Task description — Copy the whole listing below exactly, with nothing left out.

Input material —
-- Opening Marker --
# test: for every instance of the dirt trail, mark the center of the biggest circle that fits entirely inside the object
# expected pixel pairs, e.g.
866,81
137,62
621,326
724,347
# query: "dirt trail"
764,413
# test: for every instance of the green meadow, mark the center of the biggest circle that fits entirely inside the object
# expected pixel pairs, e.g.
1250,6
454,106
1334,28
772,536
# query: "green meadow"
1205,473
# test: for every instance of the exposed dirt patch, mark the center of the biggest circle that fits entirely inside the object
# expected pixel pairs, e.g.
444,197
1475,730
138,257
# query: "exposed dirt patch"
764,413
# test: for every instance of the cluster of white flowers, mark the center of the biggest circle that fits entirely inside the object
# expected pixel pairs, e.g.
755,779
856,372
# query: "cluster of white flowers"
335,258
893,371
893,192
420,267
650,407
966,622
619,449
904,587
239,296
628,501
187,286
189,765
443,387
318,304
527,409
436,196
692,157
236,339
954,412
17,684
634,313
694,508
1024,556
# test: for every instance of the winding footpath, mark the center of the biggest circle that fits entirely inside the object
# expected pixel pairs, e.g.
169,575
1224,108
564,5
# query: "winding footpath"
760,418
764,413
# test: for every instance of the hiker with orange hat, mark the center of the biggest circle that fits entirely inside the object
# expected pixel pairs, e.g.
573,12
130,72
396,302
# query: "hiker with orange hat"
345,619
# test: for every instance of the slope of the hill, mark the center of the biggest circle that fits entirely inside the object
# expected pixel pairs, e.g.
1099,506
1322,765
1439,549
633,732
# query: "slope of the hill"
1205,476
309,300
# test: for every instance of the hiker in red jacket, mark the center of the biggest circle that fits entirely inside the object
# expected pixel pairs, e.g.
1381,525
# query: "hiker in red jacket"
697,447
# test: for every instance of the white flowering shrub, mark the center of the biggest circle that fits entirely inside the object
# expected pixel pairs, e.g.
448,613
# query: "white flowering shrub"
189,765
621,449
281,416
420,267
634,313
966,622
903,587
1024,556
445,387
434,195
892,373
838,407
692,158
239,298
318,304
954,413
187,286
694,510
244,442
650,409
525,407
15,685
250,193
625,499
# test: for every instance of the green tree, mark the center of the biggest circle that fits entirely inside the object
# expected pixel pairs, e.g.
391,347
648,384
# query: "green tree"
-- Closing Marker --
Reply to the task —
# test: for every instance of the dirt trail, mark the center of the biggest circle that fits entirely inside the object
# expected pixel pairs, e.g.
866,81
137,62
621,326
724,347
# query: "dirt trail"
764,413
# test: for every instance of the green meadow, mark the center of the biggest circle that fits entirely inside the object
# expected pixel pairs, e.g.
1250,6
454,106
1334,28
772,536
# query: "green meadow"
1205,473
# test: for every instance of the exposed dirt patch, mark the center of the biggest circle that fits entirely inside the object
# expected pixel pairs, e.g.
444,197
1475,730
138,257
# query: "exposed dirt patch"
764,413
# test: for every instance of the cluster of white flowers, mark the center of the biggest circle that fits entirely inside the object
# expected pixel pairs, e.g.
755,779
856,372
# query: "cluster of white flowers"
335,258
893,371
893,192
420,267
650,407
966,622
619,449
904,587
239,296
628,501
187,286
189,765
443,387
318,304
527,409
436,196
692,157
236,339
954,412
17,684
634,313
694,508
1024,556
# test: for every instance of the winding footpath, mark the center of the biggest circle that fits entirely inside the object
# expected pixel pairs, e.g.
169,575
1224,108
564,5
# query: "winding footpath"
760,418
764,413
# test: for every instance of the hiker with orange hat, mark the center of the biggest circle that fits entirely inside the object
# expected pixel pairs, e.g.
573,12
130,72
396,302
# query: "hiker with orange hat"
345,619
# test: for every instance of the slope of the hill, mark the center of the biggest circle that fits entirely inside the object
# expected pixel pairs, e.g.
1099,506
1322,765
1439,549
633,732
# query: "slope of the hill"
1205,476
309,300
# test: for every instance of the hiker in red jacket, mark the center of the biggest circle that fits entirely inside the object
# expected pixel pairs, e.g.
1381,525
# query: "hiker in red jacket"
697,447
# test: for every instance of the white flowering shrub, mark the center of the biggest circle that fits entirely inside the object
# expected pixel pairs, e.g.
448,613
# query: "white flowering shrub"
189,765
621,449
281,416
420,267
634,313
966,622
903,587
1024,556
445,387
434,195
892,373
838,407
692,158
239,298
318,304
954,413
187,286
694,510
244,442
650,409
525,407
15,685
250,193
625,499
# test: for every instance of the green tree, mark the center of the biggest circle that fits entirely inside the object
# expected pixel pairs, e.g.
391,347
648,384
# query: "green tree"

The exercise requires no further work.